EXERCISE AIM:
Can you copy the stretch of entries below from the line containing "Exercise. Point out the bearded" through the line containing "point(435, 328)", keeping every line, requests included, but shifting both the x and y coordinates in each answer point up by 123?

DATA SUPPLIED:

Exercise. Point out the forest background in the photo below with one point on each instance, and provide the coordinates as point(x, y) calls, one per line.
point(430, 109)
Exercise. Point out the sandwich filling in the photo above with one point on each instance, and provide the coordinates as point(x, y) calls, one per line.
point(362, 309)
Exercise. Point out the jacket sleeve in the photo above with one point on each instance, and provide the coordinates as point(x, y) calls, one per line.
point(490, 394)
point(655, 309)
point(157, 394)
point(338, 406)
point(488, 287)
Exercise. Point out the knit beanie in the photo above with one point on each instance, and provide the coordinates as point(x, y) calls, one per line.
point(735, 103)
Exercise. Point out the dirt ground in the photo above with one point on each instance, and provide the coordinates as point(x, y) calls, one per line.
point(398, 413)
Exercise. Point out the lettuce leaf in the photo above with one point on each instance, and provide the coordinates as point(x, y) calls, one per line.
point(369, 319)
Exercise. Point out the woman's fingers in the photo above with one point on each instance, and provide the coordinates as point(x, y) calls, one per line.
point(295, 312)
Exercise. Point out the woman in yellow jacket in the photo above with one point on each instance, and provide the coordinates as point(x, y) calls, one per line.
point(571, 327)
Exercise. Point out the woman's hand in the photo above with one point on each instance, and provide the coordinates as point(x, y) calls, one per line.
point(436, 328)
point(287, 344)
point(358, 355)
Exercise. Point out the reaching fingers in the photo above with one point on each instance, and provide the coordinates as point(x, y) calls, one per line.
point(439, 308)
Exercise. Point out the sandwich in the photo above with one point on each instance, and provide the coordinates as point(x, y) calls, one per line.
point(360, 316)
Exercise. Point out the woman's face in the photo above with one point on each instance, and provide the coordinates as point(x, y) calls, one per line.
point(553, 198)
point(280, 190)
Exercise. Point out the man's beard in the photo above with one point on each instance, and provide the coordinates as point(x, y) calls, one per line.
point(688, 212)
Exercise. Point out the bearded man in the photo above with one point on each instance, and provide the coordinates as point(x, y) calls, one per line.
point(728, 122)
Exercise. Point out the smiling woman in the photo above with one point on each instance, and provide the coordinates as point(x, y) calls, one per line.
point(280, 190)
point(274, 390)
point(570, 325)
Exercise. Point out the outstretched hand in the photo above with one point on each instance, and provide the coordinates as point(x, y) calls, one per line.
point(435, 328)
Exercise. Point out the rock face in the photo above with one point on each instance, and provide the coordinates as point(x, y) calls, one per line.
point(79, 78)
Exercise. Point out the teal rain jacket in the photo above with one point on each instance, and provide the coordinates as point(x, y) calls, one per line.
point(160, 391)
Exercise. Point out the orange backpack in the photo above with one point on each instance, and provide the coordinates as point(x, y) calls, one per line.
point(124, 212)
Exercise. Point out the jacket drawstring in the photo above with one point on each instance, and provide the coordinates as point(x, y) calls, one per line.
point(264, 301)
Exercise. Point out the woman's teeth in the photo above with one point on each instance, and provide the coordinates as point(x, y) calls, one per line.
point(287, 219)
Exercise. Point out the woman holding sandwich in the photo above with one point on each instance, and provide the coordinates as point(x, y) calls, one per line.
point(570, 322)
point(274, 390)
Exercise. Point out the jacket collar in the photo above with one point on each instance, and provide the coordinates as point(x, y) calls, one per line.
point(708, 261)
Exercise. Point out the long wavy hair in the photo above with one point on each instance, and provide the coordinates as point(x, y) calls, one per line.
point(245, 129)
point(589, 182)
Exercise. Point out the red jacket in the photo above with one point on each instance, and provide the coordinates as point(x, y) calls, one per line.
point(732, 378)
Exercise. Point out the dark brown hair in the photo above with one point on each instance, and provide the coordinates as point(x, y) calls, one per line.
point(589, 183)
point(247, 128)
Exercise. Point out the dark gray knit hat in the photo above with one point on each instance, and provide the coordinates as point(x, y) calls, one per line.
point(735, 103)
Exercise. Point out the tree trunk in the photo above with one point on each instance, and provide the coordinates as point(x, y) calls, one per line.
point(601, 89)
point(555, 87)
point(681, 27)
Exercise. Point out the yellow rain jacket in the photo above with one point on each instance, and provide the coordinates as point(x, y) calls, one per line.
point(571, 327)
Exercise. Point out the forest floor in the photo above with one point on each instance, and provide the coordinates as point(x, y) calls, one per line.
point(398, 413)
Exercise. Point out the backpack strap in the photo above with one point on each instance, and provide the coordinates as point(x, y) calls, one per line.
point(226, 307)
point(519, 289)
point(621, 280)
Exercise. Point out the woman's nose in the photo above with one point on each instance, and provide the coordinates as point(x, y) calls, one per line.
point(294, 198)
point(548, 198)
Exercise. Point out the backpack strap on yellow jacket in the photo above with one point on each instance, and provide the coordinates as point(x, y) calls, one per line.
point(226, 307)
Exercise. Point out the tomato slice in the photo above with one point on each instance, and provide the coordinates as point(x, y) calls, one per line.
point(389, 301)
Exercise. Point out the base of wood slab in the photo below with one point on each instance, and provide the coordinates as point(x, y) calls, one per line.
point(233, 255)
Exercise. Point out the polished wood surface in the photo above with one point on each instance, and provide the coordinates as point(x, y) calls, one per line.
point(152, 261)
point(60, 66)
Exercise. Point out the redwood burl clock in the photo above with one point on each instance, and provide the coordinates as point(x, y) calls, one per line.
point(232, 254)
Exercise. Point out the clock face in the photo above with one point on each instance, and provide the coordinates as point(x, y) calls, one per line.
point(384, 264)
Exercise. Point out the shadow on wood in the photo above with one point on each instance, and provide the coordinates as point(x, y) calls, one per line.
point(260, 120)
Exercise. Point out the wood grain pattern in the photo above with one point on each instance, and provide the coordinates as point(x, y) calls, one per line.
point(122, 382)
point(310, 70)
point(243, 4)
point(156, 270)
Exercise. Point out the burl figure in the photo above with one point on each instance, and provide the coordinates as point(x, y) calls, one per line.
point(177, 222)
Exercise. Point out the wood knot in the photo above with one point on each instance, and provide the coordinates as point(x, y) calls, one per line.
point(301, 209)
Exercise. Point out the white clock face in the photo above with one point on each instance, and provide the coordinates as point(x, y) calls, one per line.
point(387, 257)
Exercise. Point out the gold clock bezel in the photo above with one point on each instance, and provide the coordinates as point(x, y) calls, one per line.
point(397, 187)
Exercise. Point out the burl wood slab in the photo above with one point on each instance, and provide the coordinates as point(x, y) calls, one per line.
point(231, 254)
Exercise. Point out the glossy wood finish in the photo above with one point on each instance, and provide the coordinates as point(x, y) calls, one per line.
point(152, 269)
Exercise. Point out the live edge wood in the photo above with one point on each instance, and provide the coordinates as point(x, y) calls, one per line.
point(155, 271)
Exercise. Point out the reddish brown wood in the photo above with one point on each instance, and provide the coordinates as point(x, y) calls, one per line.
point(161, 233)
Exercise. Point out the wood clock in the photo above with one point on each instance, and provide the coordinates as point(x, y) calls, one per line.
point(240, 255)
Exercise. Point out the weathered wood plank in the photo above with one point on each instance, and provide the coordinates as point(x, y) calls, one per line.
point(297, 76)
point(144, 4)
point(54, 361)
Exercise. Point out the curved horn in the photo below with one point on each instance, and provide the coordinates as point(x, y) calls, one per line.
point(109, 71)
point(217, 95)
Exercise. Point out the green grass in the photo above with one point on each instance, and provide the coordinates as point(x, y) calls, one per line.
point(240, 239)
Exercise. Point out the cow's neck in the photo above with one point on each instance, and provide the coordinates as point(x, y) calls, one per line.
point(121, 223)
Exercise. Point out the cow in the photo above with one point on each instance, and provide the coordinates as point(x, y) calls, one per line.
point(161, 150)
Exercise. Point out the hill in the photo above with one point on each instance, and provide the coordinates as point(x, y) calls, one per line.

OUTPUT FOR THIS TASK:
Exercise. Point out the bearded man in the photo above with one point on each instance, and provide the coordinates as point(x, y) calls, one per line.
point(851, 245)
Exercise. Point out the smiling woman in the photo above with one point on each instance, and provide the coordinates as point(x, y) calls, one per line.
point(403, 313)
point(397, 513)
point(693, 448)
Exercise. Point out the outstretched hand in the photo above with one point on each instance, and provide the coordinates as point(x, y) calls, one per line.
point(558, 451)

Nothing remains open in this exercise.